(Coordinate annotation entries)
--------------------

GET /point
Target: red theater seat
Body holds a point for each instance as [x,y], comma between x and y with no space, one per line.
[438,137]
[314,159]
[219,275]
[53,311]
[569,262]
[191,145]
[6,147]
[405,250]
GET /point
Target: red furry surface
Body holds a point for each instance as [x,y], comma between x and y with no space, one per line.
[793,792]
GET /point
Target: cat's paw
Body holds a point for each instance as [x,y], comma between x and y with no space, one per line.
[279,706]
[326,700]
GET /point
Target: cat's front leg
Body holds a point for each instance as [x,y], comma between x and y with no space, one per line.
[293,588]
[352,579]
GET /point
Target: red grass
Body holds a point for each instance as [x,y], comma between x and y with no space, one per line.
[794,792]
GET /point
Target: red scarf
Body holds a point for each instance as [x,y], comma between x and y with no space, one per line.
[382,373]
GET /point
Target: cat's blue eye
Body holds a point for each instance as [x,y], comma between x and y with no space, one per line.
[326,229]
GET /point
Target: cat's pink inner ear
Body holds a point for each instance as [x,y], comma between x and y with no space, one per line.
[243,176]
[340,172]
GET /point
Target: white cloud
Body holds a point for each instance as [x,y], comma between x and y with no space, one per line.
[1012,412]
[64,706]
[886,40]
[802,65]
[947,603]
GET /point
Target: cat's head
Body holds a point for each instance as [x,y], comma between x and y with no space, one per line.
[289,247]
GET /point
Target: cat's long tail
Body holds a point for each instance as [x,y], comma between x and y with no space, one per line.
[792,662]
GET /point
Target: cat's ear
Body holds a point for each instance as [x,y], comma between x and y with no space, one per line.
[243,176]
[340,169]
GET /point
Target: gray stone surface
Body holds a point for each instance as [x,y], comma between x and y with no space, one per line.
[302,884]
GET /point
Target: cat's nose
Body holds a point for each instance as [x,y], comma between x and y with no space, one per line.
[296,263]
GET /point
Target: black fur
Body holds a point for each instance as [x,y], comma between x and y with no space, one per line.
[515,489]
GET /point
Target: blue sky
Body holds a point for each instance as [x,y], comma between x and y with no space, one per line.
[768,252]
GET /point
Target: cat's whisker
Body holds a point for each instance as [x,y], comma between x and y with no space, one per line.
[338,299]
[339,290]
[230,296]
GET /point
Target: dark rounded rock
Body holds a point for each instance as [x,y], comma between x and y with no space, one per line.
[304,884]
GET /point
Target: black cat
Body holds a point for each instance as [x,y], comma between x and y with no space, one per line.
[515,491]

--------------------

● Instruction:
Restate each entry exactly, skipping none.

● The answer:
GET /point
Target: red theater seat
Body holds a point for each instance as [x,y], comma between x and y with no space, one per line.
[438,137]
[314,159]
[219,275]
[53,311]
[569,262]
[191,145]
[6,147]
[405,250]
GET /point
Target: red furry surface
Body holds a point for each instance as [x,y], comma between x and y with no space, one per line.
[793,792]
GET /point
Target: cat's paw
Body holds a point for each instance as [x,y], comma between x and y with no space, one per line.
[279,706]
[326,700]
GET /point
Target: cat's front leg
Body holds a point for each instance as [x,y], comma between x and y with no space, one per line.
[293,588]
[352,579]
GET /point
Target: red grass
Body holds a point for each instance as [x,y], comma between x and y with no space, one per line.
[794,792]
GET /point
Target: red scarf
Body holds a point for each instance as [x,y], comma between x and y with no space, one per line.
[382,373]
GET /point
Target: cat's blue eye
Body holds a point for each instance as [x,y], comma between x and y with no space, one per line.
[326,229]
GET /point
Target: cat's pink inner ear
Body holds a point for each instance as [x,y], comma between x and y with no space, one per line.
[243,176]
[340,172]
GET /point
Target: white cloud
Body holds a point for each instance as [x,y], comma between x and y with no space, one per line.
[1012,412]
[64,706]
[886,40]
[802,65]
[947,603]
GET /point
Target: cat's head
Body holds a point for each instance as [x,y], comma between x and y with no space, one per line.
[289,247]
GET /point
Target: cat's long tail
Body holds a point for each instance as [x,y], comma between x and y with no space, one per line.
[792,662]
GET /point
Target: cat's ear
Body holds a point for each instance as [x,y], comma between x and y with no space, one per line.
[243,176]
[340,169]
GET /point
Target: gray stone surface
Body holds a point for each instance as [x,y], comma between x and y with no space, one per line.
[302,884]
GET /point
Target: cat's nose
Body holds a point for each instance as [x,y], comma between x and y with no space, one per line.
[296,263]
GET /point
Target: black fur
Body holds a point for each instance as [x,y], comma between x and y with no space, one per line.
[515,489]
GET /point
Target: blue sky
Body holds a point for each instance as [x,y], comma between x and y with no space, one per line.
[768,252]
GET /point
Target: cat's whisker
Body holds a point for each instance as [x,y], comma between x and y with no space, one per line.
[338,299]
[339,290]
[230,296]
GET /point
Target: dark rounded rock
Body holds a point for each instance as [x,y], comma between x and y with no space, one per line.
[304,884]
GET /point
Target: black cat
Body holds a point for each instance as [x,y], comma between x and y with no space, one per line.
[515,491]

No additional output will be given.